Records from a point labeling set -
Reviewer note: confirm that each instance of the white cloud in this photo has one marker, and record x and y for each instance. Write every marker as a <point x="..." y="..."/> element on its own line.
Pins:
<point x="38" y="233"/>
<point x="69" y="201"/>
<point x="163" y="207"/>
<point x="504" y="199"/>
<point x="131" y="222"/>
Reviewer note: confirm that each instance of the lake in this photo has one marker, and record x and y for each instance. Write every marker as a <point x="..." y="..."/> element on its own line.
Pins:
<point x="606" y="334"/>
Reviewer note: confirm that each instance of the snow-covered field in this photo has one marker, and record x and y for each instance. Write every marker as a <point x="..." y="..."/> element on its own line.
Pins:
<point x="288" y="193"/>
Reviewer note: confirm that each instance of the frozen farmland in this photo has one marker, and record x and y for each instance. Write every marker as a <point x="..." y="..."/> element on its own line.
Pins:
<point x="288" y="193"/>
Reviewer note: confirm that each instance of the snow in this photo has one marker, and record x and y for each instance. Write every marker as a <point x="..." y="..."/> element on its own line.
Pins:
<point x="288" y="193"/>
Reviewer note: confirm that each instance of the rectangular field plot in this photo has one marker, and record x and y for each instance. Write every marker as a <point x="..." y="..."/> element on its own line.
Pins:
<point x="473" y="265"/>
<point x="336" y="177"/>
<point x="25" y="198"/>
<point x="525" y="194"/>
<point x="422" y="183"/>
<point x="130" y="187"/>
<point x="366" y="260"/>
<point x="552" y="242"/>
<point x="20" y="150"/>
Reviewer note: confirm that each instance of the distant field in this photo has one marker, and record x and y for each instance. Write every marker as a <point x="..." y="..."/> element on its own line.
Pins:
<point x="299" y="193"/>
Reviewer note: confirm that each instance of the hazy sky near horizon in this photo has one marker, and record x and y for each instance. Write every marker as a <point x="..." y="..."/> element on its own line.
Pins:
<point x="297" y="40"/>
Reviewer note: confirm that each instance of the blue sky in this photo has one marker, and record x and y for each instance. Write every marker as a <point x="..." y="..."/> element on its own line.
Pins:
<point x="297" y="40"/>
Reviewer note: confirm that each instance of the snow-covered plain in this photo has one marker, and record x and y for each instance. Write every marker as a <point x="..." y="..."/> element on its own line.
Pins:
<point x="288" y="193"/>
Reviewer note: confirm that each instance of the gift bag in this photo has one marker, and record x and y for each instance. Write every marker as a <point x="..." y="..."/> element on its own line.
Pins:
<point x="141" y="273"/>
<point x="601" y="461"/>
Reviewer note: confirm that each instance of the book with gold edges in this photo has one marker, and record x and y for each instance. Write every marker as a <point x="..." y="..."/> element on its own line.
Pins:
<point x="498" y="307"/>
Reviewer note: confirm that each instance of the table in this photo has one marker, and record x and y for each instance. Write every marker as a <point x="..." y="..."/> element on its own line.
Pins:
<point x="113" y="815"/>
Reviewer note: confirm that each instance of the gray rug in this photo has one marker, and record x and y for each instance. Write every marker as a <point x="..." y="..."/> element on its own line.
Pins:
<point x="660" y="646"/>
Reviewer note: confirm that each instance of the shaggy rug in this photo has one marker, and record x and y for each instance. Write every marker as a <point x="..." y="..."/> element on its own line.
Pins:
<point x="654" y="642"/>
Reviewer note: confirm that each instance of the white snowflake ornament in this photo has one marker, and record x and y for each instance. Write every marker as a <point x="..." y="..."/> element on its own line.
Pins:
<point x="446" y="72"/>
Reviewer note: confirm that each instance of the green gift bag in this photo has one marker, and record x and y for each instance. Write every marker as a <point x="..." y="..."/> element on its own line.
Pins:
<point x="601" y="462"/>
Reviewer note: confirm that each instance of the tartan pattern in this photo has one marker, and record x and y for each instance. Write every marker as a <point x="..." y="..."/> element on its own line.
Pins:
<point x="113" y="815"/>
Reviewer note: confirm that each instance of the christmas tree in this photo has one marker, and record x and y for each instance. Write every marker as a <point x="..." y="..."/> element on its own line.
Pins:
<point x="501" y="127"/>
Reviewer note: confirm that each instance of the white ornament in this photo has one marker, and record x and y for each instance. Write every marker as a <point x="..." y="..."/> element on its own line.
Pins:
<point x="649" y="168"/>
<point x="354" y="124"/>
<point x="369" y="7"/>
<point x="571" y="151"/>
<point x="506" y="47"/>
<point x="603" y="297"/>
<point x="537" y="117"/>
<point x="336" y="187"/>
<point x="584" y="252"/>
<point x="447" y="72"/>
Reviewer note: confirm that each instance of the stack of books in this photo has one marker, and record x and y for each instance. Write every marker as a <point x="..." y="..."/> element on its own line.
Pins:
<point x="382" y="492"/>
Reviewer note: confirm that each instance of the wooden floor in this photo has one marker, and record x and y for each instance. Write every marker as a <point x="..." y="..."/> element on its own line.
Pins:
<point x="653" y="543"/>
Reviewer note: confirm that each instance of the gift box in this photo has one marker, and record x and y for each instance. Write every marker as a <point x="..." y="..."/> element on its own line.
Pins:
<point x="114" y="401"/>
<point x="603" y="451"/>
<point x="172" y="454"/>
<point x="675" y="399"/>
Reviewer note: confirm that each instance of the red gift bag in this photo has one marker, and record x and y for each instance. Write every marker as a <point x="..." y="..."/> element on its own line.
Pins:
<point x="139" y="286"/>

WHAT IS REQUIRED - Type the material above out again, exactly.

RESULT OF THIS TASK -
Reviewer note: confirm that each instance of the white cloud in this photo has one marker, and record x and y for each instance. Write every marker as a <point x="..." y="..."/> element on its own line.
Pins:
<point x="38" y="233"/>
<point x="69" y="201"/>
<point x="163" y="207"/>
<point x="504" y="199"/>
<point x="131" y="222"/>
Reviewer note: confirm that each instance of the lake in this photo has one marker, and record x and y for each instance. Write every marker as a <point x="..." y="..."/> element on its own line.
Pins:
<point x="606" y="334"/>
Reviewer note: confirm that each instance of the snow-covered field in this photo has one marker, and record x and y for each instance. Write every marker as a <point x="..." y="..."/> element on its own line.
Pins:
<point x="288" y="193"/>
Reviewer note: confirm that each instance of the frozen farmland in this photo has one marker, and record x and y for each instance. Write every marker as a <point x="..." y="..."/> element on its own line.
Pins:
<point x="288" y="193"/>
Reviewer note: confirm that each instance of the snow in this photo has one marker, and record x and y for each instance. Write every marker as a <point x="..." y="..."/> element on its own line.
Pins:
<point x="288" y="193"/>
Reviewer note: confirm that each instance of the rectangular field plot in this photo has one marker, and record x and y for each instance. Write every marker as a <point x="..." y="..."/> element on its own line.
Pins:
<point x="473" y="265"/>
<point x="336" y="177"/>
<point x="25" y="198"/>
<point x="525" y="194"/>
<point x="422" y="183"/>
<point x="130" y="187"/>
<point x="366" y="260"/>
<point x="552" y="242"/>
<point x="20" y="150"/>
Reviewer note: confirm that each instance of the distant field in this photo has one marker, and record x and y for each instance. Write every marker as a <point x="..." y="..."/> element on its own line.
Pins:
<point x="299" y="193"/>
Reviewer note: confirm that each instance of the hazy sky near horizon in this photo has one marker, and record x and y for each instance. Write every marker as a <point x="..." y="..."/> element on its own line.
Pins:
<point x="297" y="40"/>
Reviewer note: confirm that each instance of the blue sky in this photo has one marker, and record x and y for each instance. Write every marker as a <point x="..." y="..."/> element on its own line.
Pins:
<point x="297" y="40"/>
Reviewer note: confirm that each instance of the snow-covered plain in this photo has one marker, and record x and y for each instance. Write every marker as a <point x="..." y="..."/> element on its own line.
Pins:
<point x="288" y="193"/>
Reviewer note: confirm that each instance of the gift bag in this photo has one marker, and record x and y for each instance. Write every marker as a <point x="..." y="..."/> element on its own line.
Pins:
<point x="141" y="273"/>
<point x="601" y="461"/>
Reviewer note: confirm that each instance of the book with gold edges in this photo has one marker, and record x and y for each instance. Write every marker as a <point x="..." y="..."/> element on its own line.
Pins:
<point x="498" y="307"/>
Reviewer note: confirm that each instance of the table in this photo has one marker, and record x and y for each instance. Write every marker as a <point x="..." y="..."/> element on its own line.
Pins:
<point x="113" y="815"/>
Reviewer note: confirm that each instance of the gray rug in this photo has one marker, and record x and y for each instance. Write every marker as a <point x="..." y="..."/> element on its own line.
Pins:
<point x="660" y="646"/>
Reviewer note: confirm that each instance of the shaggy rug in this photo has one marker, and record x and y for each instance. Write every marker as a <point x="..." y="..."/> element on its own line.
Pins:
<point x="654" y="642"/>
Reviewer note: confirm that each instance of the white snowflake ornament in this photo has one marker, and record x and y for each instance. Write every marker as a <point x="..." y="..."/> element on its own line.
Pins:
<point x="446" y="72"/>
Reviewer note: confirm that each instance of the green gift bag in this photo has one marker, and record x and y for each instance. Write every marker as a <point x="..." y="..."/> element on its own line.
Pins:
<point x="601" y="462"/>
Reviewer note: confirm that each instance of the tartan pattern in this photo has one marker, and record x and y for each instance. Write every marker as a <point x="..." y="..."/> element on its own line.
Pins:
<point x="113" y="815"/>
Reviewer note: confirm that each instance of the christmas tree in this photo has one marker, and record x and y for each instance. Write every marker as a <point x="..." y="..."/> element on its own line.
Pins:
<point x="501" y="127"/>
Reviewer note: confirm that each instance of the white ornament in this photo has one marker, and record x and y for each instance. Write every marker as a <point x="..." y="..."/> element on its own line.
Pins:
<point x="649" y="168"/>
<point x="354" y="124"/>
<point x="369" y="7"/>
<point x="571" y="151"/>
<point x="506" y="47"/>
<point x="603" y="297"/>
<point x="537" y="117"/>
<point x="336" y="187"/>
<point x="584" y="252"/>
<point x="447" y="72"/>
Reviewer note: confirm that each instance of the stack of books in this photo has one marker, and record x and y for each instance. Write every marker as a <point x="..." y="..."/> element on its own line.
Pins:
<point x="382" y="492"/>
Reviewer note: confirm that each instance of the wooden floor in this photo has one marker, and record x and y for each instance. Write every marker as a <point x="..." y="..."/> element on its own line.
Pins:
<point x="653" y="543"/>
Reviewer note: confirm that each instance of the gift box in this photo has one marker, and record x and y for each instance. Write every marker as a <point x="..." y="..."/> element on its own line.
Pins:
<point x="114" y="401"/>
<point x="603" y="451"/>
<point x="172" y="454"/>
<point x="675" y="399"/>
Reviewer note: confirm that each instance of the red gift bag in this photo has one marker, and record x and y for each instance. Write every marker as a <point x="..." y="..."/> element on its own line.
Pins:
<point x="139" y="286"/>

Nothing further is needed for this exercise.